EXERCISE REQUIREMENTS. Rewrite the lines from the one containing "Segment chunky boot" through the end of the lines, requests included, multiplying each bounding-box coordinate in the answers by 1.7 and rounding to whole numbers, with halves rounded up. Leave the pictures out.

** Start of DATA TO PROCESS **

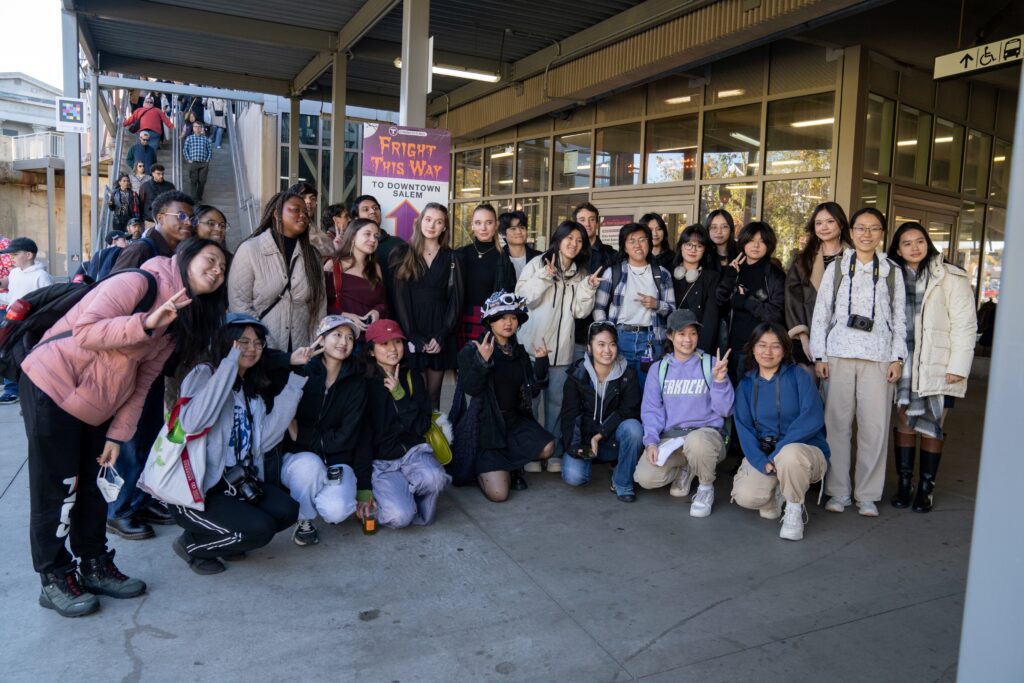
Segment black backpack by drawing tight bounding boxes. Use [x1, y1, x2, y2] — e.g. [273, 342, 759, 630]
[0, 268, 158, 382]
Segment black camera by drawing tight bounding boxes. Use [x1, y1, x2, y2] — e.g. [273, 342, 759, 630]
[846, 313, 874, 332]
[224, 465, 263, 505]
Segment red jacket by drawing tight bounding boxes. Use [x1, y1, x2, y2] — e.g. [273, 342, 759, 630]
[123, 106, 174, 135]
[22, 256, 183, 441]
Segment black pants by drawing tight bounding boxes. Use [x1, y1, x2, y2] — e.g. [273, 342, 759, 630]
[20, 375, 111, 573]
[171, 482, 299, 559]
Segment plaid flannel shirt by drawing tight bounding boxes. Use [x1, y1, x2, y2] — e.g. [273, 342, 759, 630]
[182, 133, 213, 163]
[594, 261, 676, 341]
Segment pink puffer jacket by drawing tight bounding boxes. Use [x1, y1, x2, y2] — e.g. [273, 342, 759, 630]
[22, 256, 183, 444]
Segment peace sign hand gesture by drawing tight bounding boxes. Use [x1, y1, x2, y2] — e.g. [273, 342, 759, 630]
[142, 288, 191, 330]
[473, 332, 495, 362]
[711, 348, 732, 382]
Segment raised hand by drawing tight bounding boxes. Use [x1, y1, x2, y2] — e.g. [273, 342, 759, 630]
[473, 332, 495, 362]
[142, 287, 191, 330]
[711, 348, 732, 382]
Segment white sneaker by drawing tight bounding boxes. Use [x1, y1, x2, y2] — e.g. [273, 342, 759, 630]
[857, 501, 879, 517]
[825, 496, 853, 512]
[778, 503, 805, 541]
[669, 467, 693, 498]
[759, 486, 783, 519]
[690, 488, 715, 517]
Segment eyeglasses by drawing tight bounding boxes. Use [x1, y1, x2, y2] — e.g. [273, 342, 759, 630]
[850, 225, 883, 234]
[157, 211, 191, 225]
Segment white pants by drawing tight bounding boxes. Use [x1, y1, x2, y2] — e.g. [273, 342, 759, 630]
[281, 453, 355, 524]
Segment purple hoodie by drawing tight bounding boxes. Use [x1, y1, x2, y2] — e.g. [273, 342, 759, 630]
[640, 353, 732, 445]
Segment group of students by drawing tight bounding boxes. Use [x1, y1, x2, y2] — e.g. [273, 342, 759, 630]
[23, 184, 975, 616]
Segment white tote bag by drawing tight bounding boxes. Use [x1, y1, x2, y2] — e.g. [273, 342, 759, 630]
[138, 397, 210, 511]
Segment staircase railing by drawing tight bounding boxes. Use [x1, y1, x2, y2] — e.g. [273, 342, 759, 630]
[224, 102, 259, 234]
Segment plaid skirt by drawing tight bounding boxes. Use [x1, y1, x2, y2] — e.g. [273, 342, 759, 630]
[456, 306, 483, 349]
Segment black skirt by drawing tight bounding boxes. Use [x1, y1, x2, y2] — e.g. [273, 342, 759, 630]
[476, 414, 555, 474]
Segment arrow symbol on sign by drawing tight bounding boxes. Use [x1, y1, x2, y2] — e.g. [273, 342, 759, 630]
[387, 200, 420, 240]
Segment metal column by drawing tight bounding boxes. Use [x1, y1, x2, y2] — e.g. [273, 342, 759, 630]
[398, 0, 433, 128]
[288, 97, 300, 185]
[956, 71, 1024, 683]
[328, 52, 348, 204]
[89, 69, 98, 251]
[59, 11, 82, 273]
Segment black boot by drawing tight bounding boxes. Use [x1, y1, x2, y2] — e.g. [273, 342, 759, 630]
[892, 429, 918, 509]
[913, 439, 942, 512]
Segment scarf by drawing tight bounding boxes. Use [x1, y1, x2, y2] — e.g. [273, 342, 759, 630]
[896, 268, 945, 439]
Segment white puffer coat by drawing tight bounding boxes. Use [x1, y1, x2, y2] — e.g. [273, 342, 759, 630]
[912, 258, 978, 398]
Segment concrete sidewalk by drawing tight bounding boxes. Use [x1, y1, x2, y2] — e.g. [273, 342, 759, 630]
[0, 382, 986, 683]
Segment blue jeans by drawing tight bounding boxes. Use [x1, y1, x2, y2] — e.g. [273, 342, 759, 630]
[562, 419, 643, 496]
[618, 328, 662, 390]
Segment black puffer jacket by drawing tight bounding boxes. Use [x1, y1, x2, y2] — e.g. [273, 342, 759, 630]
[459, 340, 548, 451]
[285, 357, 371, 489]
[558, 354, 643, 454]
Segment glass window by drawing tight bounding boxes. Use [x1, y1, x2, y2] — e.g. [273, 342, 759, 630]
[594, 123, 640, 187]
[981, 206, 1007, 302]
[860, 178, 889, 217]
[864, 93, 896, 175]
[554, 131, 591, 189]
[953, 197, 985, 297]
[644, 114, 697, 182]
[988, 138, 1013, 202]
[455, 150, 483, 197]
[931, 119, 964, 189]
[893, 105, 932, 184]
[701, 104, 761, 178]
[762, 178, 831, 266]
[517, 137, 551, 193]
[483, 144, 515, 197]
[699, 182, 759, 224]
[964, 130, 992, 197]
[548, 193, 590, 229]
[765, 92, 836, 173]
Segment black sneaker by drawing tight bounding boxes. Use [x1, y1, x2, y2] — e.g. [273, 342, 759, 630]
[171, 535, 227, 575]
[81, 550, 145, 598]
[292, 519, 319, 546]
[39, 565, 99, 616]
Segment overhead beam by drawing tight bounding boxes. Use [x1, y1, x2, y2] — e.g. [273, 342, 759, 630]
[103, 53, 290, 97]
[75, 0, 337, 50]
[289, 0, 399, 96]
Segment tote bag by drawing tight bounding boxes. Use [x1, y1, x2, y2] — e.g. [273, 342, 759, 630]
[138, 396, 210, 511]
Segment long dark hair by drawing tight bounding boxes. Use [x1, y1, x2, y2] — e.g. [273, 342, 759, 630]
[334, 218, 383, 289]
[173, 238, 231, 368]
[541, 220, 590, 273]
[392, 202, 452, 280]
[796, 202, 853, 274]
[743, 323, 793, 370]
[888, 220, 942, 272]
[245, 190, 327, 319]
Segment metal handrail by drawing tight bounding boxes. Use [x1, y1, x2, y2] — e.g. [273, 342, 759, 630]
[224, 102, 258, 234]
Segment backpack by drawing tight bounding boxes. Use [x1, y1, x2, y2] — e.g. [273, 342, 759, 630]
[0, 268, 158, 382]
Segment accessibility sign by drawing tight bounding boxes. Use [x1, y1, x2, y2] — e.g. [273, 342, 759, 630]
[934, 35, 1024, 80]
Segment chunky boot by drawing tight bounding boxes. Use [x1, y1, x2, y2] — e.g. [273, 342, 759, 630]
[82, 550, 145, 598]
[913, 438, 942, 512]
[892, 429, 918, 509]
[39, 564, 99, 616]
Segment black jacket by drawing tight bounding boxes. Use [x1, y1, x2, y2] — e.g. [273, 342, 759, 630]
[459, 342, 548, 451]
[359, 368, 433, 460]
[672, 268, 731, 354]
[558, 356, 643, 454]
[285, 357, 373, 489]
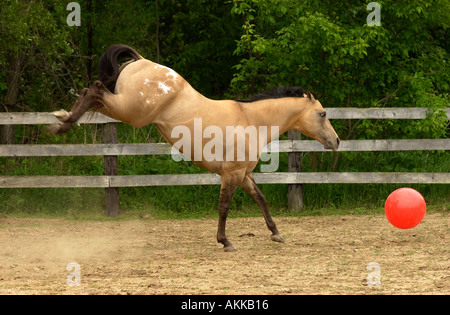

** End of DATA TO PROCESS **

WORKED SOLUTION.
Segment chunky boot by drawing tight bounding boxes. Use [x1, y1, x2, y2] — e.g. [273, 342, 759, 630]
[139, 935, 247, 1017]
[1552, 745, 1601, 870]
[1516, 729, 1561, 865]
[66, 959, 168, 1047]
Segment black jacket by drawing tight bounding boxes. Use [x1, y1, x2, y2] — e.g. [273, 342, 759, 630]
[780, 581, 932, 767]
[610, 626, 736, 782]
[1142, 456, 1243, 602]
[949, 605, 1093, 772]
[485, 607, 634, 831]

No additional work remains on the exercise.